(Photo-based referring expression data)
=== Section Start ===

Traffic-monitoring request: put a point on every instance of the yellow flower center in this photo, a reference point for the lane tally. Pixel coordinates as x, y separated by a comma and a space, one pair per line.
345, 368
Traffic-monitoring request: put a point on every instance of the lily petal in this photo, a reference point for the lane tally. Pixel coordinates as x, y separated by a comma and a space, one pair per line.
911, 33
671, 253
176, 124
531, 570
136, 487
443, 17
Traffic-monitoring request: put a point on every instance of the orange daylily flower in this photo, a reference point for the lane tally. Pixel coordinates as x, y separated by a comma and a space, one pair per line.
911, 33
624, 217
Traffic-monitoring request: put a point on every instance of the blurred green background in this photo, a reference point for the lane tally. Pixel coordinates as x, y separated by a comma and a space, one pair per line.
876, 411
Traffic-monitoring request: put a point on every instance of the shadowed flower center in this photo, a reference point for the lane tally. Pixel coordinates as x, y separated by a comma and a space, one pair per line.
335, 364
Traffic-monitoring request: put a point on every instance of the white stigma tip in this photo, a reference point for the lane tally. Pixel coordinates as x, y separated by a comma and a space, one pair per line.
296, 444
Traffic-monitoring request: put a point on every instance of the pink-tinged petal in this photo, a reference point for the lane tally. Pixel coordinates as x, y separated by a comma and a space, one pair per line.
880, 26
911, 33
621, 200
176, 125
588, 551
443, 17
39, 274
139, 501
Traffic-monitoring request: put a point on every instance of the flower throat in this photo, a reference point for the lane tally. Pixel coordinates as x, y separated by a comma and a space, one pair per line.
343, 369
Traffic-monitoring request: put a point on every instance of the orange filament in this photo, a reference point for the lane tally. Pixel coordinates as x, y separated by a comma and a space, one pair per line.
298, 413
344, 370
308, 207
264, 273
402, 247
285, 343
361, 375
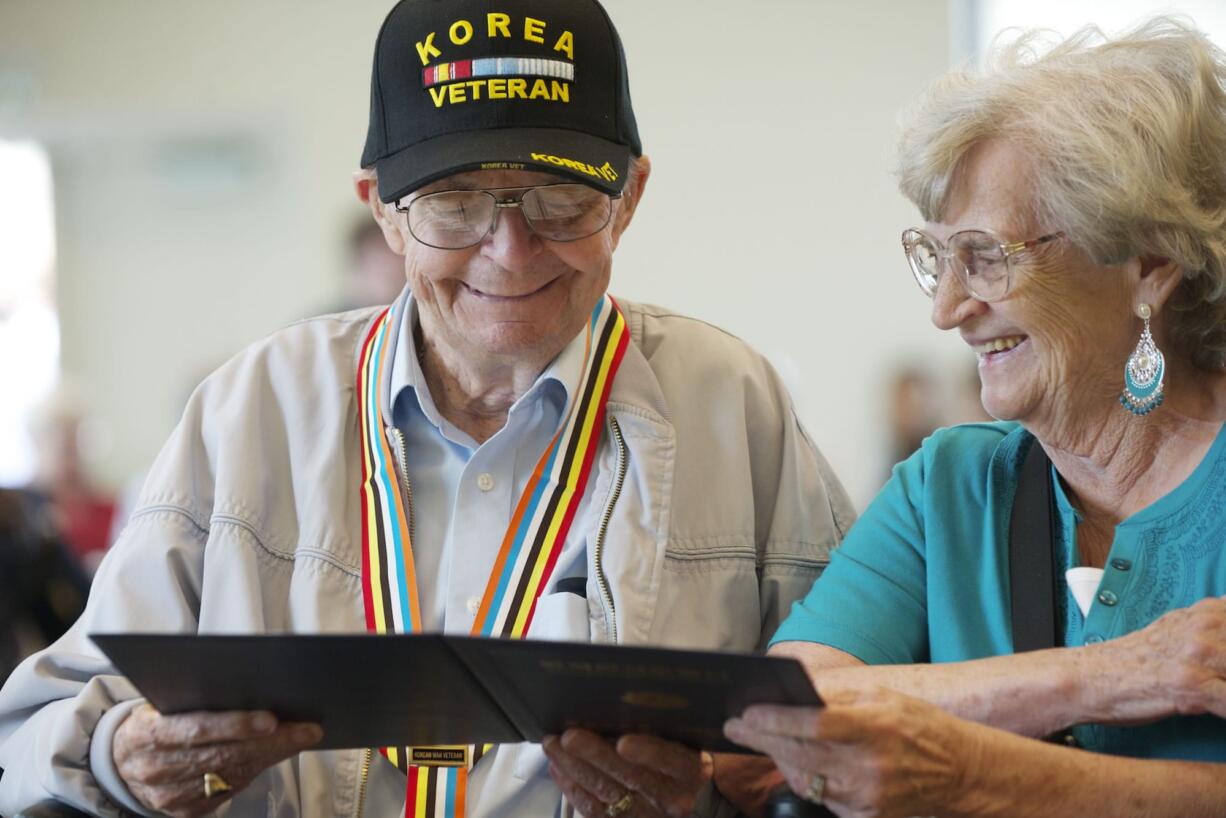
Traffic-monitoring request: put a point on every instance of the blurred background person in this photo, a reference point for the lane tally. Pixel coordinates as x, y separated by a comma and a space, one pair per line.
374, 274
81, 512
42, 586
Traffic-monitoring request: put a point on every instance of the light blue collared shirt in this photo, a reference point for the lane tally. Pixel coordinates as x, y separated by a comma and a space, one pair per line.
465, 493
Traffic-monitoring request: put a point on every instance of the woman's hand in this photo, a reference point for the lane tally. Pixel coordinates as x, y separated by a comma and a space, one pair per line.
163, 759
640, 776
878, 752
1178, 665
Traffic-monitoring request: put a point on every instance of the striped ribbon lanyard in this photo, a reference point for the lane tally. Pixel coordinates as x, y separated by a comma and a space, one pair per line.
531, 546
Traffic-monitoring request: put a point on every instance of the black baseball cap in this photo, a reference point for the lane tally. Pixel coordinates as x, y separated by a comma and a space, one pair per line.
467, 85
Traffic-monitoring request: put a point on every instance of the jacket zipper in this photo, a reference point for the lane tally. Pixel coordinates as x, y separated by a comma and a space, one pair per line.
362, 785
406, 494
406, 491
601, 580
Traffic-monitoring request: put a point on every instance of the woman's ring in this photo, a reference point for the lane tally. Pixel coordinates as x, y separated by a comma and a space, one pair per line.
817, 789
619, 806
215, 785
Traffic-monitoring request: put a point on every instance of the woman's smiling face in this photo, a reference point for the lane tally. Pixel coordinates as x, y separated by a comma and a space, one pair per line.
1056, 344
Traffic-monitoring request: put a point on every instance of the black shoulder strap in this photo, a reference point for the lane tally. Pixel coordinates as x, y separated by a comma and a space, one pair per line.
1032, 556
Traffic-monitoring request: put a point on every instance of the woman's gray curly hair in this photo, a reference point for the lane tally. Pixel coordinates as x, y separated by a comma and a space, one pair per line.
1128, 141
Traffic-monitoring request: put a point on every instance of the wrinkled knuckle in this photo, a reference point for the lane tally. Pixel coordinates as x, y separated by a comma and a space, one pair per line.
193, 732
159, 798
141, 769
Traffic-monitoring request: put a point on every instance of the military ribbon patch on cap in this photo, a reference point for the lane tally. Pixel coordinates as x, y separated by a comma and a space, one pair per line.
499, 77
498, 66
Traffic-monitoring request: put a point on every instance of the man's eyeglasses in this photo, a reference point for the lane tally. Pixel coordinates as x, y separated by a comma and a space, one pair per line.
982, 260
454, 220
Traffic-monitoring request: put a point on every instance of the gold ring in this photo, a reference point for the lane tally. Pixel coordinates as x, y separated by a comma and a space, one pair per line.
817, 789
619, 806
215, 785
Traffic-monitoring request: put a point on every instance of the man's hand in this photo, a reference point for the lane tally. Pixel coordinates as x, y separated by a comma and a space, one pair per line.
163, 759
747, 781
641, 776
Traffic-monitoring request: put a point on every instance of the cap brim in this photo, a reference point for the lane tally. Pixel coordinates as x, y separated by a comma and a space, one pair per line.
593, 161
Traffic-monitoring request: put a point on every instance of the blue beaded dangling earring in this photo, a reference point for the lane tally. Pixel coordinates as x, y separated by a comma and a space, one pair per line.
1143, 375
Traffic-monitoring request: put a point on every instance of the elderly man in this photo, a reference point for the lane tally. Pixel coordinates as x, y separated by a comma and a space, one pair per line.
505, 451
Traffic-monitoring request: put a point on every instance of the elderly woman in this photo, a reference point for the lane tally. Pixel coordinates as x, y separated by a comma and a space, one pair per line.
1075, 238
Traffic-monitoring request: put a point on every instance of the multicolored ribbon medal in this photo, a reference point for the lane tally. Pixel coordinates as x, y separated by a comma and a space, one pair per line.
530, 550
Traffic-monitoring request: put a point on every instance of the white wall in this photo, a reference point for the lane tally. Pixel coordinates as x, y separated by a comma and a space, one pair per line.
202, 155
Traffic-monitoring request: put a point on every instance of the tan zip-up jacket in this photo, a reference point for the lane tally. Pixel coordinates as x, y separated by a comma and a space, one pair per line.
248, 523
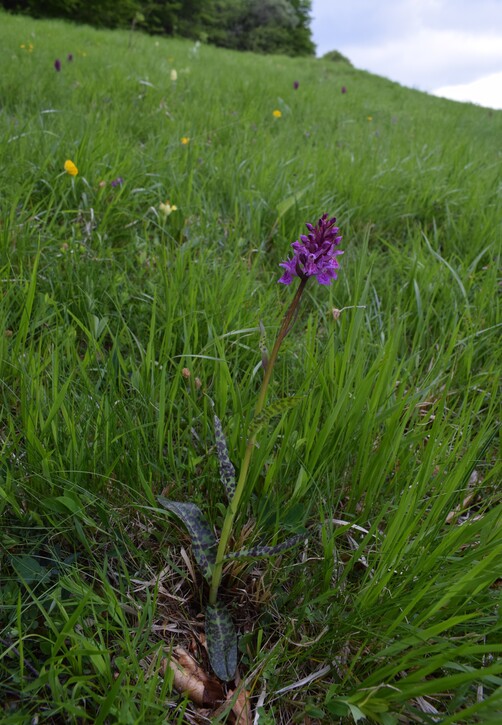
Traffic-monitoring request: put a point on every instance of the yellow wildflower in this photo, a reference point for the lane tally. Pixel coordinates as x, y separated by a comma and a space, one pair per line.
70, 168
167, 208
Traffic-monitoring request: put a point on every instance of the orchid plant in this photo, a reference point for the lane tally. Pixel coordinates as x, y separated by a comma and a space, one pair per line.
315, 255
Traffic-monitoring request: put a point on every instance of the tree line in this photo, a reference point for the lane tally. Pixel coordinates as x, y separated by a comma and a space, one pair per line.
267, 26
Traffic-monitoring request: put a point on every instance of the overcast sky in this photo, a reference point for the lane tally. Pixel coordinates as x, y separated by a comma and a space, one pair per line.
448, 47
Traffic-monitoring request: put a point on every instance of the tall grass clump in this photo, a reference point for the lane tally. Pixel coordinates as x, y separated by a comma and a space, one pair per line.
149, 190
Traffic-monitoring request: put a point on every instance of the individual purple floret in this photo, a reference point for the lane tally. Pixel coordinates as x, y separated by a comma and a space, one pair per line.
315, 254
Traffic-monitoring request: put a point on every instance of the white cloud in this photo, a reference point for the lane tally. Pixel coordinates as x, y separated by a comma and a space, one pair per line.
429, 58
486, 91
425, 44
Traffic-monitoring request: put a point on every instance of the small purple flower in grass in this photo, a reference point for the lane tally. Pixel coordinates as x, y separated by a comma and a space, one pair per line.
315, 254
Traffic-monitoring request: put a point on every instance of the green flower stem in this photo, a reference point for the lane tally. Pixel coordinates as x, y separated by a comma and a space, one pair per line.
233, 506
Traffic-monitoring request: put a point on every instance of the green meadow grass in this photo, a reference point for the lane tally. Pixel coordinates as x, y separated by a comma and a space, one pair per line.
390, 611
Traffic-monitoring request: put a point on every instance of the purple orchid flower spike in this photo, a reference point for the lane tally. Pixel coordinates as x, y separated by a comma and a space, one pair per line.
315, 254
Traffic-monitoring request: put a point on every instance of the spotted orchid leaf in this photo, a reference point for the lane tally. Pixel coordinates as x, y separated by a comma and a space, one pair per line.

=== Section End ===

- **Work instructions**
Output each entry exactly. Skip the pictures.

- **Answer section**
Traffic-monitoring request: put a point on every instance of the yellow flower center in this photo, a reference point for the lane tally. Pixel coordinates as x, y separated by a comma and a space, one pair per line.
345, 368
Traffic-monitoring request: put a point on every instance of the lily petal in this photo, a reference point for the lane tally. Pixel coordinates as x, y separated by a comma and a space, one pair per line.
911, 33
671, 253
176, 124
531, 570
136, 487
443, 17
Traffic-monitoring request: put a point on every instance of the orange daylily flower in this photo, a reference point for the lane tally. Pixel coordinates as x, y separated by a comma and a space, one pair per line.
911, 33
624, 217
Traffic-monitoring request: put a point on every instance of the blurred green background in this photo, a reference point for the lane tally. Pixel coordinates as x, y separated by a comma and a space, one pair per line.
876, 411
Traffic-monitoring request: put a point on every instance of the shadowed flower center in this photo, a reference point for the lane tally. Pixel coordinates as x, y separated by a comma and a space, one pair per line.
335, 364
Traffic-monitoring request: put a point on every instance of the white stigma tip in this photo, a reference point for the lane tally. Pixel coordinates as x, y separated by a comma and a space, one pair per line.
296, 444
Traffic-monitoring request: put a point on every instance of the pink-tinged petal in this photo, a reference point for the lane tally. Pixel coordinates as x, y separated by a comma and a space, one pair per line.
880, 26
911, 33
621, 200
176, 125
588, 551
443, 17
39, 274
139, 501
Traffic-monitoring request: put a point on every instance of the flower throat in this photo, a reference point for the lane tally. Pixel coordinates as x, y separated by a comma and a space, one pair per line.
343, 369
Traffic-monitoring request: put a point on every instance of the orange filament in this photo, a reference point for the lane tally. Pixel coordinates as x, y separated by a comma and a space, one pair per line.
298, 413
344, 370
308, 207
264, 273
402, 247
285, 343
361, 375
Traffic-monitoring request: put a point on every instance of the blurred background person in this photo, a reference point for the lane tally. Pixel coordinates as x, y separated by a comma and a space, one pair per line.
374, 274
81, 512
42, 586
Traffic-monitoring request: put a point on every instance of the light blue collared shirt in this photo, a reference point for the lane tally. Pixel coordinates as x, y separated by a comma and a space, one pair per line.
465, 493
Traffic-monitoring request: put a point on every instance of the woman's hand in this photo, a reference point for the lane tally. Pixel coordinates as x, y separated by a comma and a space, one pair per line.
163, 759
640, 776
878, 752
1178, 665
Traffic-monitoring request: put a point on every instance of the striped ribbon lanyard in this photo, a reference point for the lane tally. Pixel coordinates as x, y separated by a comma and a space, one pair per line.
531, 546
Traffic-monitoring request: put a point on every instance of the black baseball cap in this photo, a reference point for the lane tally. Pixel coordinates as x, y separated by a comma and a space, one pair per line.
467, 85
Traffic-monitoring request: put a point on every instance of the jacket zipper in this photo, a reference point for the lane tally. Pixel coordinates as x, y separated by a comma and a space, one pair per line.
362, 785
406, 494
406, 491
601, 580
Traffic-monitoring request: put a point on every instance of the woman's ring in this photo, a reference point for the lane tally. Pixel coordinates as x, y separated by a comma and a space, one pair per line.
817, 789
619, 806
215, 785
Traffic-monitoring request: put a point on every instance of the woman's smiling face in this photo, a reference point for the lane tally. Pixel coordinates as x, y separated by a comma and a space, one pair per line.
1056, 344
Traffic-monitoring request: put a point on every instance of the black shoulder strap in this photo, a reference point for the lane tally. Pixel coordinates as x, y separated by a comma and a space, one pair per line.
1032, 556
Traffic-monitoring request: put a point on every instance of the woman's gray curly hair in this photo, a reference point for the lane tally. Pixel coordinates as x, y separated by a comma and a space, one pair per line.
1128, 141
Traffic-monitoring request: put a point on every instance of the wrinkled knuckle in this photo, a reference point for the lane tally. Pixel coordinates as x, y separated by a comma and a space, one pair per line.
193, 732
159, 798
141, 769
Traffic-monitoring request: put a point on every instance of the military ribbon patch on cap in this photo, a reference point for the lane tally. Pixel coordinates as x, y separated by a comma and a space, one pair per line.
499, 77
498, 66
Traffic-monitoring request: put a point on every instance of the man's eyeglasses in this photo, a reference point for the lane tally. Pixel coordinates as x, y separated by a comma and a space, one pair per line.
982, 260
454, 220
Traffic-monitoring request: put a point on every instance of the gold ring in this photo, a reference point for the lane tally. Pixel coordinates as x, y separated by a comma and a space, one pair per line.
817, 789
619, 806
215, 785
Traffic-monitoring request: put a point on every instance of the man's hand in this photo, a reference point for the lane tally. Pixel coordinates as x, y separated by a comma and a space, one pair per line.
163, 759
747, 781
641, 776
Traffic-monitoring request: put a point on every instance of the cap brim in this photo, a reference point for the lane tally. Pixel coordinates as x, y separated by a comma and a space, one pair per line.
593, 161
Traffic-monitoring request: put a point on every instance of the blue beaded dangling earring in this photo, a reference point for the lane tally. Pixel coordinates as x, y separated by a comma and a space, one pair per line.
1143, 375
Traffic-monitoring request: put a point on every instance of the elderly man in this photo, a reference point for the lane tally. Pixel coordinates as x, y separated by a comma and a space, one pair per line.
505, 451
Traffic-monitoring request: put a point on every instance of the elderly woman in this photo, a reference point for the lane tally. Pixel coordinates as x, y separated by a comma and a space, one pair per line.
1075, 238
Traffic-monitoring request: put a point on every instance of the multicolored ribbon medal in this photo, a reference point for the lane tally. Pixel coordinates as x, y separated by a comma and a space, one pair per line.
530, 550
Traffic-monitoring request: put a point on every instance of the white wall in this photo, a reference point for the lane tally. Pixel coordinates as x, y separated by a comma and a space, one pair per line.
202, 155
Traffic-monitoring request: put a point on every instance of the tan zip-up jacket in this photo, a reference point for the lane tally. Pixel coordinates as x, y separated by a comma and a space, one pair per line.
248, 523
Traffic-monitoring request: put a point on every instance of the yellow wildflower in this photo, a reference point for the lane tally. Pixel coordinates as x, y separated by a comma and a space, one pair per line.
70, 168
167, 208
Traffic-monitoring request: put a point on every instance of the orchid plant in this photo, a reference point for the lane tally. Pixel coordinates as x, y separated by a comma and a space, one pair per line.
315, 255
Traffic-monitoring request: put a point on every instance of the tree line in this photo, a reference point for the lane tally. Pixel coordinates as x, y separated by a comma and a space, one pair per line.
267, 26
Traffic-monitoring request: put a point on every instance of the overcast sky in this photo, a reference point for the lane tally. Pixel coordinates as x, y separated by a comma and a space, one pair per line.
448, 47
Traffic-monitoring request: put a point on every instance of the tall grass clump in this photo, a reference point for the lane tally. Pixel coordinates as x, y separated by a comma and a space, one pair per line.
149, 190
Traffic-monitoring request: put a point on every instance of the individual purple floret in this photo, a reference point for the lane tally. Pixel coordinates as x, y separated by a comma and a space, one pair per line.
315, 254
Traffic-monitoring request: put a point on every instance of the white cloud in this photo, a reference point for the lane tally. Pixel coordinates as x, y separated by a comma and a space, one pair per line.
429, 58
486, 91
425, 44
Traffic-monitoring request: put a point on every instance of the small purple flower in grass in this photo, a reference point for the lane tally. Pixel coordinates as x, y separated by a comma and a space, one pair per line.
315, 254
Traffic-monitoring request: put a point on every instance of the green flower stem in this photo, a reference point for the lane tally. Pixel coordinates as x, y separated by a comma and a space, one pair per line.
233, 506
Traffic-monitoring request: put a point on every instance of the green meadow grass in this photo, a reference point for the lane tally. Pixel coordinates as x, y separated by a comma and a space, one pair per line.
390, 611
Traffic-monitoring request: put a point on every instance of the purple orchid flower spike in this photo, a reference point for the lane tally. Pixel coordinates as x, y separated by a comma and a space, one pair per line.
315, 254
Traffic-monitoring request: put a point on every instance of the spotted orchid leaf in this photo, a reference point for the lane tally. Pixel coordinates as x, y separated by a comma and a space, one pair per line.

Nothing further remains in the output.